PASSAGE FOR REVIEW:

Unopened loose-leaf Genmaicha stored out of direct sunlight in an area where it’s cool and dry (unrefrigerated/unfrozen) has a shelf life of 20 years after the production date. Once opened, it will last for up to two years in a vacuum-pack container.

Genmaicha tea bags (traditional tea bag form) which are unopened, will also last up to 20 years after the date of production. If opened, those tea bags last for two years. Biodegradable pyramid tea bags have a shorter shelf life compared to traditional tea bags. Pyramid tea bags have a two-year shelf life regardless of whether they are opened or unopened. 

According to the Journal of Sensory Studies’ research article (“Flavors of green tea change little during storage,”) stored green tea flavor changes very little for the first two years after the production date. A more comprehensive study (“Green Tea: Flavor Characteristics of a Wide Range of Teas Including Brewing, Processing, and Storage Variations and Consumer Acceptance of Teas in Three Countries”) notes that green tea changes very little during the first two years of storage (unopened.) Slight flavor degradation was detected at 12 months of storage.

REQUIRED ACTIONS:
A. According to the Genmaicha shelf-life passage, how long do biodegradable pyramid tea bags last?
B. Write a continuation of the Genmaicha shelf-life passage that picks up after its final sentence.

INFORMATION SHOWN:
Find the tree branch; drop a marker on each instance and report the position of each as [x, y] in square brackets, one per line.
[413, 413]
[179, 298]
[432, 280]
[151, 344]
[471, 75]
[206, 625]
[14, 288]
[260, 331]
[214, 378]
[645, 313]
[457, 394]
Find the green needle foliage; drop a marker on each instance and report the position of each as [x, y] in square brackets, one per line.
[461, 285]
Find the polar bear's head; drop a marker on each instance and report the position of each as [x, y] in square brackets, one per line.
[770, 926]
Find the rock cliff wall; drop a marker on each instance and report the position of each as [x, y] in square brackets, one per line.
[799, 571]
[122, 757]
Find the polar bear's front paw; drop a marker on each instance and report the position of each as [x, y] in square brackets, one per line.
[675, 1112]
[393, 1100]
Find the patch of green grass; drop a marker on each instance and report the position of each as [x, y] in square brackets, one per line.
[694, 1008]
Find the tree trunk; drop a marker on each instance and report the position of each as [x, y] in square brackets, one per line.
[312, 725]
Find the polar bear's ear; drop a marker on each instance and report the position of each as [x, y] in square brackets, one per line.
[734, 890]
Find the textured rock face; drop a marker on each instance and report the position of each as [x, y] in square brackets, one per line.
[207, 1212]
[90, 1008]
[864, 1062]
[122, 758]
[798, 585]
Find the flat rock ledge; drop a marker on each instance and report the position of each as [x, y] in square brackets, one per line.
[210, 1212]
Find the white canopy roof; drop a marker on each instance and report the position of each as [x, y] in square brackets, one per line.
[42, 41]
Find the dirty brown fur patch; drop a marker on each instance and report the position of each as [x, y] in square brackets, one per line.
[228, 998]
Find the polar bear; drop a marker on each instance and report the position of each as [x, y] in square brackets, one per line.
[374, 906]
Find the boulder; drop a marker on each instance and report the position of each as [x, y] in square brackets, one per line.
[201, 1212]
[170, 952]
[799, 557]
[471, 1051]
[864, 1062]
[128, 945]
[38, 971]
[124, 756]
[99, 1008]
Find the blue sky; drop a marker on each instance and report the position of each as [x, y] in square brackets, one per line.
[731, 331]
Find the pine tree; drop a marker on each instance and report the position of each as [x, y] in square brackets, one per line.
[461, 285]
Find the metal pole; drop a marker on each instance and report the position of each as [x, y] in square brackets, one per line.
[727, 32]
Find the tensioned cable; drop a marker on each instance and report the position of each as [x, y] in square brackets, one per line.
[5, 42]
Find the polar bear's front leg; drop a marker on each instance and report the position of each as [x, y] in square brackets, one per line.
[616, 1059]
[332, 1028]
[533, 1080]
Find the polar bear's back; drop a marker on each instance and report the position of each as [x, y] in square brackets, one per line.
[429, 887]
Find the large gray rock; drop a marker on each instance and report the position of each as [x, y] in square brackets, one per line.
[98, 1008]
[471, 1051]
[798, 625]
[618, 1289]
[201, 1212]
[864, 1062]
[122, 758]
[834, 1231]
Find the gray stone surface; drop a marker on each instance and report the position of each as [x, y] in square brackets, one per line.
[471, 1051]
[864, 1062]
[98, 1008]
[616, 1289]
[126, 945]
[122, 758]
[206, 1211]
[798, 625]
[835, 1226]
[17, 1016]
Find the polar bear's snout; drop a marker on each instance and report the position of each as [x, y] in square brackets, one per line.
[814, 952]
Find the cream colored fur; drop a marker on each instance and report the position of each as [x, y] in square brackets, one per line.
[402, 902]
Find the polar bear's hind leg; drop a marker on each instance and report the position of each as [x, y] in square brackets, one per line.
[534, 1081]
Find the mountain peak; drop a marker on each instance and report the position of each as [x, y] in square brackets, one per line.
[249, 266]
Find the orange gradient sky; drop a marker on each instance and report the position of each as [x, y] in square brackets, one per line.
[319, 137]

WRITTEN ANSWERS:
A. Two years, whether opened or unopened.

B.
Although tea doesn’t have an expiration date, your package may have a “best if used by” date. That date serves as a guideline to enjoy the tea at its peak freshness. However, tea can be stored for years unopened in the right environment. 

Genmaicha Tea Benefits

Green tea is known to be beneficial because of the elevated levels of Vitamin C and constituents such as catechins, amino acids, phenols, and flavonoids. 

The Curtin University of Technology published a research article (“Green Tea and Chronic Obstructive Pulmonary Disease: A Case-Control Study in Japan”), noting that people who regularly consumed green tea had a significantly reduced risk of stroke, cognitive impairment, cardiovascular disease, and more. 

The Tea Association of the USA. reports that the consumption of green tea helps in weight loss, helps to optimize metabolism, and reduces the incidence of a heart attack. Flavonoids in green tea reduce lipid oxidation and help blood vessel function, both of which positively impact the cardiovascular system. Consuming tea also contributes to better dental health and helps build bone density that would otherwise lead to osteoporosis.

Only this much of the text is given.